═════ SOURCE EXTRACT ═════

September 24, 2014 |

Josh Ginter:

The first characteristic my wife and I were looking for was the ability to take a camera wherever without feeling like we were carrying an anchor around our necks. I purchased a Nikon D5100 and Nikkor 18-200mm travel lens a couple years back and we abhorred having to carry that camera around. Cameras have to be readily available when inspiration strikes and, if your camera is sitting on the shelf in the hotel room, it’s not going to do a very good job.

This is a fantastic review. I also own an E-M10 and can’t recommend it enough. For a small and light, but high-quality system, the E-M10 is hard to beat.

I only have two comments, regarding how I personally use the camera:

  • Unlike Josh, I don’t use the accessory grip, and never felt like I was missing out on any extra ergonomics. Then again, I have fairly small hands.

═════ MATERIAL PROVIDED ═════

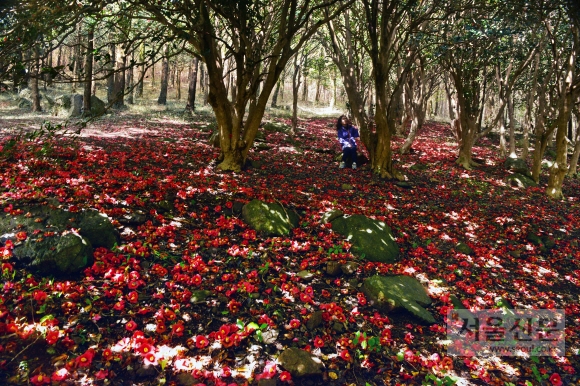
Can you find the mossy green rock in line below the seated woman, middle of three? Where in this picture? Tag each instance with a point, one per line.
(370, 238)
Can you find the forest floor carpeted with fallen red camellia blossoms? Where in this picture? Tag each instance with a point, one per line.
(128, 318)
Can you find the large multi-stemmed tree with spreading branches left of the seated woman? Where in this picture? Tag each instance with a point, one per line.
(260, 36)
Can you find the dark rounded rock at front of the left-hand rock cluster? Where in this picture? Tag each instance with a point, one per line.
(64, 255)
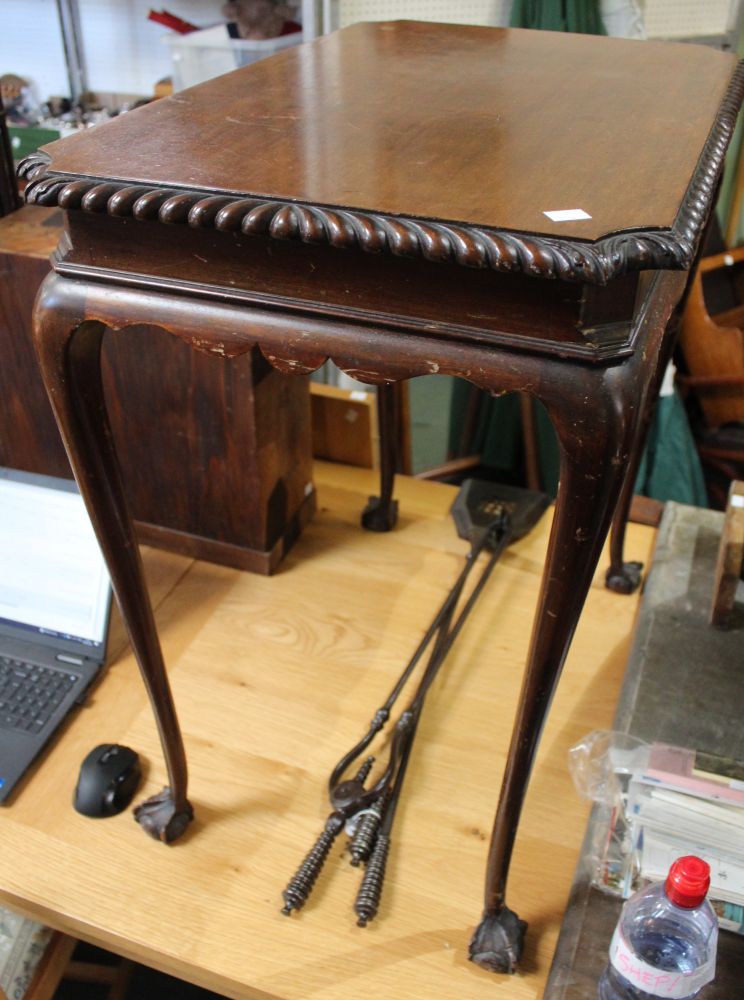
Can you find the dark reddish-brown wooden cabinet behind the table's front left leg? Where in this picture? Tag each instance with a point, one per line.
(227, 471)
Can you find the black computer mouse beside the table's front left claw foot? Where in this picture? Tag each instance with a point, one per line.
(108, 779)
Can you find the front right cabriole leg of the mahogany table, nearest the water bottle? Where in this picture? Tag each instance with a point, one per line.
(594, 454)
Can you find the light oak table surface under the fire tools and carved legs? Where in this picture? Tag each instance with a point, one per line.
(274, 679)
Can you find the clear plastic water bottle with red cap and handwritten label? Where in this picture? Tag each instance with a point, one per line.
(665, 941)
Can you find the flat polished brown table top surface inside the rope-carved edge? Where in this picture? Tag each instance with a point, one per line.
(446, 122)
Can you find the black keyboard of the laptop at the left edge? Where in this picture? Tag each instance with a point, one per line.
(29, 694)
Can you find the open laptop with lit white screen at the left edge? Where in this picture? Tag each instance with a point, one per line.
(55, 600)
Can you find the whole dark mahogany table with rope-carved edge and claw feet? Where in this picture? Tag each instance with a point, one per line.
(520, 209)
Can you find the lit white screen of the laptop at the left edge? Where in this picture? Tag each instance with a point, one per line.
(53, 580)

═════
═════ MATERIAL PROVIDED ═════

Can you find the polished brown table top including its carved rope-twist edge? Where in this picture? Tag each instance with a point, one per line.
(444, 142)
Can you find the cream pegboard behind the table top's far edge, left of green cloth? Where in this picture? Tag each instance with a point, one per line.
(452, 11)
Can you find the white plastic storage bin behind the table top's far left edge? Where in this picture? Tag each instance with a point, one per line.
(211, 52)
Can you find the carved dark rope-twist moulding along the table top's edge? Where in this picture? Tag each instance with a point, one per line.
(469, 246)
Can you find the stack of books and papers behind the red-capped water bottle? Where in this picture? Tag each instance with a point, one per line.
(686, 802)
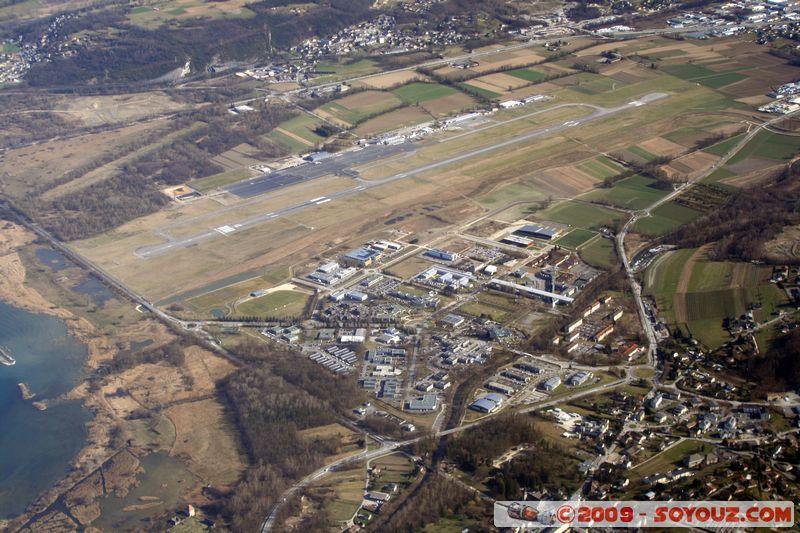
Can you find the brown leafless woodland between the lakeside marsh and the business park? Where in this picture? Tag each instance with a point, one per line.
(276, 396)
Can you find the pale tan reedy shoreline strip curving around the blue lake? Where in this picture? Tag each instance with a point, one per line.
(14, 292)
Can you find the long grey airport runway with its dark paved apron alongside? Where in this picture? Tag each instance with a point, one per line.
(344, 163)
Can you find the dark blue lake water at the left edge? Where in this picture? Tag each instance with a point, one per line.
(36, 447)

═════
═════ MATERIAL PROVIDED ═════

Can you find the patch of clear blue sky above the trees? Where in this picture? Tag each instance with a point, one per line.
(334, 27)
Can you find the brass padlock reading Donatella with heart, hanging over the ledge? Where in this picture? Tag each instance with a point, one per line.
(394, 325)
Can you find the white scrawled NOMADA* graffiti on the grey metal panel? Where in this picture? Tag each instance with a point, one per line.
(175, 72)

═════

- [TASK DESCRIPTION]:
Continue the camera review commentary from its last sentence, adding the remaining comment on how the camera is personally used.

- [ANSWER FOR THE TASK]:
  • The supplied neck strap is not particularly great, but I always use it and couldn’t imagine not having it. I will probably upgrade to a fancier one soon, but for now I think it’s adequate.

A camera is a very personal item, and different people will of course have different preferences. Luckily, the E-M10 offers plenty of options to customize the experience, so you can always adapt it to suit your particular needs.

Which is to say, Josh’s review is pretty much spot on, and you can’t go wrong with the E-M10. Great work.